> SET TASK
Put the material below into a Markdown table with two columns, No. and Line, giving each line its own numbered row. Skip blank lines, and leave the pictures out.

> LISTING
***
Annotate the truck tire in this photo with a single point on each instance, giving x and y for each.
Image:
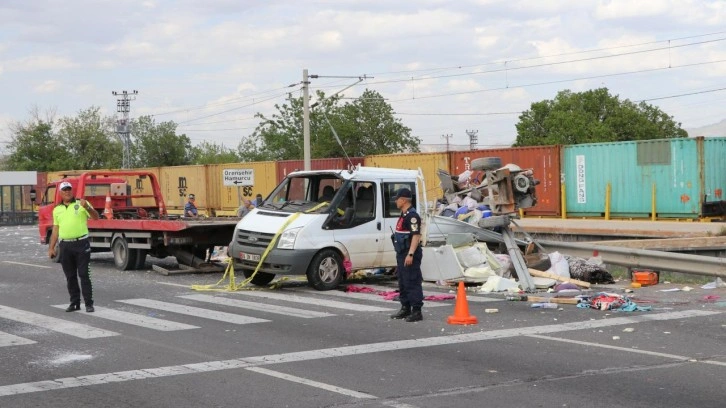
(486, 163)
(123, 257)
(326, 270)
(140, 258)
(261, 278)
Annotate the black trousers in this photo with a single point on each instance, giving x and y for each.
(75, 260)
(410, 280)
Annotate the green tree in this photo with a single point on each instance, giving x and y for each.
(365, 126)
(212, 153)
(593, 116)
(158, 144)
(34, 147)
(89, 141)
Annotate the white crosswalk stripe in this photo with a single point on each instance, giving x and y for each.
(193, 311)
(289, 297)
(263, 307)
(136, 319)
(51, 323)
(7, 339)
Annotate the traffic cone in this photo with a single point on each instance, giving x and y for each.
(108, 211)
(461, 310)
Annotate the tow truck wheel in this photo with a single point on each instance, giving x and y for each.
(123, 257)
(326, 270)
(140, 258)
(56, 258)
(261, 278)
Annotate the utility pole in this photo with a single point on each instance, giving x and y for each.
(123, 106)
(306, 121)
(473, 139)
(447, 137)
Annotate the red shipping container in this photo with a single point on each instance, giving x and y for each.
(544, 160)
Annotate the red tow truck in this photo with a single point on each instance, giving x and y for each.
(139, 225)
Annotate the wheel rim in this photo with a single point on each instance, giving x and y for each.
(328, 269)
(118, 253)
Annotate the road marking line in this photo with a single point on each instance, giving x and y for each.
(316, 384)
(346, 351)
(175, 284)
(607, 346)
(368, 296)
(137, 319)
(33, 265)
(7, 339)
(263, 307)
(289, 297)
(469, 296)
(51, 323)
(194, 311)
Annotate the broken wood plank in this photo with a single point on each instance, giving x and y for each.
(567, 301)
(541, 274)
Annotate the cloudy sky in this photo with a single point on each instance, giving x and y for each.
(445, 66)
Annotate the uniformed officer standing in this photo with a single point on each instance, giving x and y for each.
(406, 240)
(70, 225)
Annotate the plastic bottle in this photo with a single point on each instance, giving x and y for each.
(516, 297)
(547, 305)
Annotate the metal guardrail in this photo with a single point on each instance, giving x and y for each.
(644, 258)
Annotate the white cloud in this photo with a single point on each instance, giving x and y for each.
(40, 63)
(613, 9)
(47, 86)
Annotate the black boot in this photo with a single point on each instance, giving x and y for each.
(73, 307)
(415, 316)
(403, 313)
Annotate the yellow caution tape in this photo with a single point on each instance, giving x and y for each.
(229, 270)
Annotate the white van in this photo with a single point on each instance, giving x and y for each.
(323, 218)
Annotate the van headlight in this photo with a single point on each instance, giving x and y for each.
(287, 238)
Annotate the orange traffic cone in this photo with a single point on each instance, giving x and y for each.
(108, 211)
(461, 310)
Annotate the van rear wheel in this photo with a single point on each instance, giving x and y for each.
(326, 270)
(261, 278)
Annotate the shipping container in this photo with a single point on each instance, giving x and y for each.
(543, 160)
(178, 182)
(714, 169)
(234, 182)
(429, 163)
(285, 167)
(665, 174)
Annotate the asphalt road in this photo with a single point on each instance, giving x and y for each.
(154, 342)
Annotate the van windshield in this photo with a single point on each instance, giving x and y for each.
(309, 193)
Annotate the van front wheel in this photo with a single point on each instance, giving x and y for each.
(326, 270)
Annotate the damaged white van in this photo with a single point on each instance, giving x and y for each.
(315, 222)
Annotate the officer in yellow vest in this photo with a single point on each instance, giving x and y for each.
(70, 225)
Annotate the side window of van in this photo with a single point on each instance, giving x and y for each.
(357, 206)
(389, 191)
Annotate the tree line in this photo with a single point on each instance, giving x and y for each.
(365, 126)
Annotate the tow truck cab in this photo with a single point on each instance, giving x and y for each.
(324, 218)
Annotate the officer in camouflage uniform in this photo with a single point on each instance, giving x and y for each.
(406, 240)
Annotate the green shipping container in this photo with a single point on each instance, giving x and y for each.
(674, 166)
(714, 169)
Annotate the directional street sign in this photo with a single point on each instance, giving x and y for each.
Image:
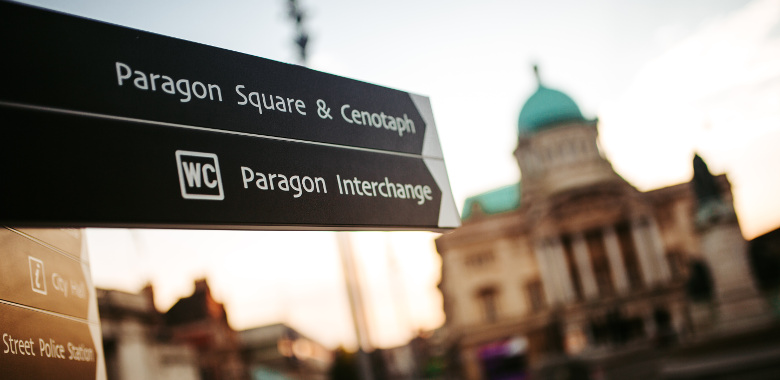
(108, 126)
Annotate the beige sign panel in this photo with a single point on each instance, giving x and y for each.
(38, 345)
(33, 274)
(49, 324)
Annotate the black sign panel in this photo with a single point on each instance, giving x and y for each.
(72, 63)
(115, 172)
(109, 126)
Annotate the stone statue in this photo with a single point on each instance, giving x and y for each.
(704, 184)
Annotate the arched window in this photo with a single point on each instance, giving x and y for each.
(488, 299)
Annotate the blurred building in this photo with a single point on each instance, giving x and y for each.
(277, 352)
(135, 342)
(201, 322)
(573, 261)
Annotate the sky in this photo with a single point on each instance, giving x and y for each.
(665, 79)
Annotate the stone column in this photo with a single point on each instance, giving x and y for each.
(658, 251)
(561, 269)
(548, 283)
(590, 288)
(616, 265)
(554, 270)
(646, 262)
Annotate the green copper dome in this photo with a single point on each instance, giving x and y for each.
(495, 201)
(547, 107)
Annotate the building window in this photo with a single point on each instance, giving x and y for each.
(535, 295)
(676, 264)
(572, 265)
(488, 298)
(598, 256)
(628, 251)
(480, 259)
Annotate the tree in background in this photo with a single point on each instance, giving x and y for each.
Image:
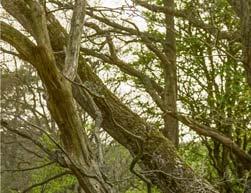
(185, 65)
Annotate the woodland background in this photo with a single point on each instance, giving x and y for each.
(143, 96)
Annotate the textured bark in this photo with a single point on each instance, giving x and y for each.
(159, 160)
(60, 103)
(170, 91)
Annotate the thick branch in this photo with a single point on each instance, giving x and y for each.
(74, 41)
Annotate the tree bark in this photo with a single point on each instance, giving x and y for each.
(170, 91)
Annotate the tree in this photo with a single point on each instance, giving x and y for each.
(69, 78)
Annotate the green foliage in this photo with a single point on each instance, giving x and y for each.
(55, 186)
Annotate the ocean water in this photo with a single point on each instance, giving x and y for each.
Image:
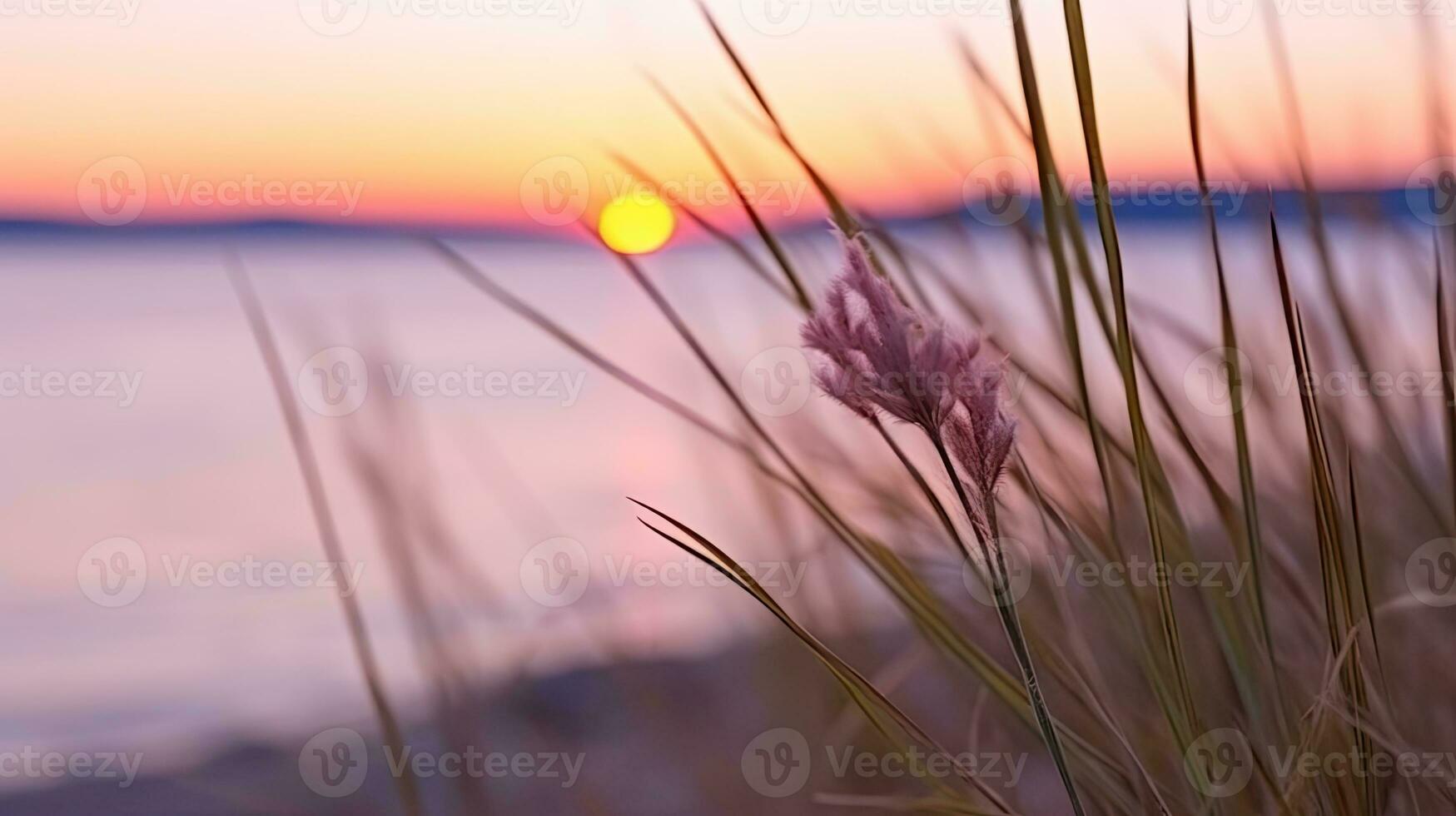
(162, 585)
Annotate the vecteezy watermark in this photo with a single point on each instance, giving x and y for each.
(1224, 17)
(556, 192)
(338, 17)
(335, 382)
(778, 764)
(336, 196)
(777, 382)
(783, 17)
(122, 11)
(35, 764)
(997, 192)
(335, 764)
(1210, 379)
(1430, 573)
(1220, 764)
(1073, 571)
(114, 192)
(558, 573)
(116, 571)
(35, 384)
(1430, 192)
(1209, 382)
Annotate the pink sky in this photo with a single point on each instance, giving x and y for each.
(443, 111)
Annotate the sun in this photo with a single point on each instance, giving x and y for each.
(637, 223)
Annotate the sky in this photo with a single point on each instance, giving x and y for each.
(511, 112)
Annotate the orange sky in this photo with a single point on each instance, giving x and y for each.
(445, 110)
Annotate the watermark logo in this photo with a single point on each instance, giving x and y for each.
(777, 17)
(334, 17)
(1220, 763)
(334, 382)
(1430, 573)
(555, 192)
(1209, 382)
(1430, 192)
(777, 764)
(777, 382)
(976, 575)
(335, 763)
(1222, 17)
(112, 571)
(996, 192)
(112, 192)
(556, 571)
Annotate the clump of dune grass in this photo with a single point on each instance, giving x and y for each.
(1321, 501)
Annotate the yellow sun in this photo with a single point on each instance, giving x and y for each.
(637, 223)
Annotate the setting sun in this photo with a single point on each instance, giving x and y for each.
(637, 223)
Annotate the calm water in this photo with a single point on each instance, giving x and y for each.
(194, 466)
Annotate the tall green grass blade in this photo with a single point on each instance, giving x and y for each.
(1145, 454)
(392, 734)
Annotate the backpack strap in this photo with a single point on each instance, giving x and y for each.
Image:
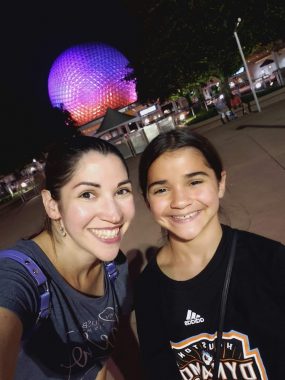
(112, 270)
(37, 275)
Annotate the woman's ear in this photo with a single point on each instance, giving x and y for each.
(222, 184)
(50, 205)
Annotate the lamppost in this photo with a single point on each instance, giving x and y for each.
***
> OUTPUT BELOW
| No. | Line |
|---|---|
| 1 | Annotate the truck tire in this photo with a single point on each instance, giving x and y for each. |
| 2 | Image: |
| 3 | (486, 163) |
| 4 | (123, 257) |
| 5 | (326, 270) |
| 6 | (140, 258) |
| 7 | (261, 278) |
| 8 | Annotate the black trousers in this photo with a single point on each instance, giving x and y for each. |
| 9 | (75, 260) |
| 10 | (410, 280) |
| 11 | Annotate the green tree in this photo with a single point on each instance, giving x and y for each. |
| 12 | (365, 126) |
| 13 | (212, 153) |
| 14 | (593, 116) |
| 15 | (158, 144) |
| 16 | (34, 147) |
| 17 | (89, 141) |
| 18 | Annotate the white crosswalk stripe in this photo with a single point on each instance, giving x and y for each. |
| 19 | (193, 311) |
| 20 | (289, 297) |
| 21 | (263, 307) |
| 22 | (136, 319) |
| 23 | (51, 323) |
| 24 | (7, 339) |
| 25 | Annotate the traffic cone in this photo with a single point on each instance, giving x and y for each. |
| 26 | (108, 211) |
| 27 | (461, 310) |
| 28 | Annotate the tow truck wheel in this photo with a single point on each instance, giving x and y for each. |
| 29 | (123, 257) |
| 30 | (326, 270) |
| 31 | (140, 258) |
| 32 | (56, 258) |
| 33 | (261, 278) |
| 34 | Annotate the utility pole in this photo with a single point on each instance, giving x and y for each. |
| 35 | (123, 106) |
| 36 | (306, 121) |
| 37 | (473, 139) |
| 38 | (447, 137) |
| 39 | Annotate the red shipping container in this photo with a single point on each instance, giving x and y for each. |
| 40 | (544, 160) |
| 41 | Annotate the red tow truck in this photo with a single point on each instance, giving x and y for each. |
| 42 | (139, 225) |
| 43 | Annotate the wheel rim in this photo with a single point on each instance, giving x and y for each. |
| 44 | (328, 269) |
| 45 | (118, 253) |
| 46 | Annotate the road marking line in this photo with a single point on each instance, giving x and y for each. |
| 47 | (316, 384) |
| 48 | (346, 351) |
| 49 | (175, 284) |
| 50 | (607, 346) |
| 51 | (368, 296) |
| 52 | (137, 319) |
| 53 | (33, 265) |
| 54 | (7, 339) |
| 55 | (263, 307) |
| 56 | (289, 297) |
| 57 | (469, 296) |
| 58 | (51, 323) |
| 59 | (194, 311) |
| 60 | Annotate the broken wood plank in this photo with a single point on each instance, giving x and y for each. |
| 61 | (567, 301) |
| 62 | (541, 274) |
| 63 | Annotate the cloudy sky in this photo with a single point on each instance, giving x and y for each. |
| 64 | (445, 66) |
| 65 | Annotate the uniformed officer standing in this photo with a single point on each instance, giving x and y for each. |
| 66 | (406, 240) |
| 67 | (70, 225) |
| 68 | Annotate the plastic bottle in this photo with a single point on each instance, giving x and y for each. |
| 69 | (516, 297) |
| 70 | (547, 305) |
| 71 | Annotate the metal guardrail in this photo with a single point on each instance, giving x and y for each. |
| 72 | (644, 258) |
| 73 | Annotate the white cloud in this photo with a single point on each instance, giving x and y for each. |
| 74 | (40, 63) |
| 75 | (613, 9) |
| 76 | (47, 86) |
| 77 | Annotate the black boot in this photo with a single point on each instance, giving x and y for each. |
| 78 | (73, 307) |
| 79 | (415, 316) |
| 80 | (403, 313) |
| 81 | Annotate the yellow caution tape in this photo with a single point on each instance, giving x and y for each. |
| 82 | (229, 270) |
| 83 | Annotate the white van in this photo with a single point on each instance, giving x and y for each. |
| 84 | (323, 218) |
| 85 | Annotate the van headlight in this photo with a single point on each instance, giving x and y for each. |
| 86 | (287, 238) |
| 87 | Annotate the orange traffic cone in this photo with a single point on each instance, giving x and y for each. |
| 88 | (108, 211) |
| 89 | (461, 310) |
| 90 | Annotate the van rear wheel in this photo with a single point on each instance, giving x and y for each. |
| 91 | (326, 270) |
| 92 | (261, 278) |
| 93 | Annotate the shipping container in this photo with a single point on each instance, giving x and y for each. |
| 94 | (543, 160) |
| 95 | (178, 182) |
| 96 | (714, 169) |
| 97 | (234, 182) |
| 98 | (429, 163) |
| 99 | (285, 167) |
| 100 | (665, 174) |
| 101 | Annotate the asphalt road in this photo with a single point on each instance, giving x and y for each. |
| 102 | (154, 342) |
| 103 | Annotate the van windshield in this photo with a single point on each instance, giving x and y for each. |
| 104 | (309, 193) |
| 105 | Annotate the van front wheel in this photo with a single point on each instance, giving x and y for each. |
| 106 | (326, 270) |
| 107 | Annotate the damaged white van in this photo with a single point on each instance, giving x and y for each. |
| 108 | (315, 222) |
| 109 | Annotate the officer in yellow vest in this photo with a single point on each instance, giving x and y for each. |
| 110 | (70, 225) |
| 111 | Annotate the side window of van in this photo with a single point on each instance, giving x and y for each. |
| 112 | (357, 206) |
| 113 | (389, 191) |
| 114 | Annotate the tree line in this photo with a single point on each instance, giving x and y for each. |
| 115 | (365, 126) |
| 116 | Annotate the tow truck cab in this photo with a single point on each instance, giving x and y for each. |
| 117 | (324, 218) |
| 118 | Annotate the officer in camouflage uniform in this photo with a single point on each instance, giving x and y for each. |
| 119 | (406, 240) |
| 120 | Annotate the green shipping container in this photo with a single point on each instance, giving x and y for each. |
| 121 | (674, 166) |
| 122 | (714, 169) |
| 123 | Annotate the directional street sign in this photo with a single point on each instance, giving x and y for each. |
| 124 | Image: |
| 125 | (108, 126) |
| 126 | Annotate the beige sign panel in this photo with a single point on each instance, giving x and y for each. |
| 127 | (38, 345) |
| 128 | (33, 274) |
| 129 | (49, 324) |
| 130 | Annotate the black sign panel in this photo with a single point on each instance, giving x and y for each. |
| 131 | (72, 63) |
| 132 | (115, 172) |
| 133 | (109, 126) |
| 134 | Annotate the stone statue in this photo with a single point on each instance, giving x and y for each. |
| 135 | (704, 184) |
| 136 | Annotate the arched window in this photo with a single point on each instance, giving x and y for each. |
| 137 | (488, 299) |
| 138 | Annotate the blurred building in this photo with a single point on each instance, giving x and y for each. |
| 139 | (277, 352) |
| 140 | (135, 342) |
| 141 | (201, 322) |
| 142 | (573, 261) |
| 143 | Annotate the sky in this photo with a single point on each instance, giving x and y for each. |
| 144 | (665, 79) |
| 145 | Annotate the stone column in this photo with a single point on each instance, giving x and y for each. |
| 146 | (658, 251) |
| 147 | (561, 269) |
| 148 | (548, 283) |
| 149 | (590, 288) |
| 150 | (616, 265) |
| 151 | (554, 270) |
| 152 | (646, 262) |
| 153 | Annotate the green copper dome in this photo with a single point on each instance, giving x and y for each. |
| 154 | (495, 201) |
| 155 | (547, 107) |
| 156 | Annotate the building window in this photo with a single point on each instance, giving x and y for each. |
| 157 | (535, 295) |
| 158 | (676, 264) |
| 159 | (572, 265) |
| 160 | (488, 298) |
| 161 | (598, 256) |
| 162 | (628, 251) |
| 163 | (480, 259) |
| 164 | Annotate the tree in background in this photo with a single point on each instance, giving x and y for each. |
| 165 | Image: |
| 166 | (185, 65) |
| 167 | Annotate the woodland background in this photo with a single point on each instance, giving x and y for each. |
| 168 | (143, 96) |
| 169 | Annotate the textured bark in this photo with a single point on each instance, giving x and y for each. |
| 170 | (159, 160) |
| 171 | (60, 103) |
| 172 | (170, 91) |
| 173 | Annotate the thick branch in this photo with a single point on each instance, giving x and y for each. |
| 174 | (74, 41) |
| 175 | Annotate the tree bark in this photo with a single point on each instance, giving x and y for each. |
| 176 | (170, 91) |
| 177 | Annotate the tree in this photo with a single point on each instance, giving x and y for each. |
| 178 | (69, 78) |
| 179 | Annotate the green foliage in this photo with a single point on each instance, giving x and y for each. |
| 180 | (55, 186) |
| 181 | Annotate the ocean water in this photo with a single point on each instance, giving x and y for each. |
| 182 | Image: |
| 183 | (162, 585) |
| 184 | Annotate the vecteezy watermark in this photo with a single point on each instance, giving x and y for each. |
| 185 | (1224, 17) |
| 186 | (556, 192) |
| 187 | (338, 17) |
| 188 | (335, 382) |
| 189 | (778, 764) |
| 190 | (336, 196) |
| 191 | (777, 382) |
| 192 | (783, 17) |
| 193 | (122, 11) |
| 194 | (35, 764) |
| 195 | (997, 192) |
| 196 | (335, 764) |
| 197 | (1210, 379) |
| 198 | (1430, 573) |
| 199 | (1220, 764) |
| 200 | (1073, 571) |
| 201 | (114, 192) |
| 202 | (558, 573) |
| 203 | (116, 571) |
| 204 | (35, 384) |
| 205 | (1430, 192) |
| 206 | (1209, 382) |
| 207 | Annotate the pink sky in this photo with a single point on each instance, giving x and y for each. |
| 208 | (443, 111) |
| 209 | Annotate the sun in this photo with a single point on each instance, giving x and y for each. |
| 210 | (637, 223) |
| 211 | Annotate the sky in this photo with a single point on each instance, giving x and y for each. |
| 212 | (511, 112) |
| 213 | Annotate the orange sky in this photo with a single point on each instance, giving x and y for each. |
| 214 | (445, 110) |
| 215 | Annotate the watermark logo in this photo with a single point on each instance, giving x and y for each. |
| 216 | (777, 17) |
| 217 | (334, 17) |
| 218 | (1220, 763) |
| 219 | (334, 382) |
| 220 | (1430, 573) |
| 221 | (555, 192) |
| 222 | (1209, 382) |
| 223 | (1430, 192) |
| 224 | (777, 764) |
| 225 | (777, 382) |
| 226 | (976, 575) |
| 227 | (335, 763) |
| 228 | (1222, 17) |
| 229 | (112, 571) |
| 230 | (996, 192) |
| 231 | (112, 192) |
| 232 | (556, 571) |
| 233 | Annotate the clump of dune grass in this photo with a single point on each instance, giving x and y for each. |
| 234 | (1321, 501) |
| 235 | Annotate the yellow sun in this photo with a single point on each instance, giving x and y for each. |
| 236 | (637, 223) |
| 237 | Annotate the setting sun in this photo with a single point on each instance, giving x and y for each. |
| 238 | (637, 223) |
| 239 | Annotate the calm water in this photo with a single point on each instance, giving x and y for each. |
| 240 | (194, 466) |
| 241 | Annotate the tall green grass blade in this photo with a single point on each instance, giving x and y for each. |
| 242 | (1145, 454) |
| 243 | (392, 734) |
| 244 | Annotate the backpack strap in this photo with a single point on each instance, giving x and y for each. |
| 245 | Image: |
| 246 | (112, 270) |
| 247 | (37, 275) |
| 248 | Annotate the woman's ear in this photo with a single point on each instance, giving x and y for each. |
| 249 | (222, 184) |
| 250 | (50, 205) |
| 251 | Annotate the lamppost in this photo with a single point on each instance, giving x and y for each. |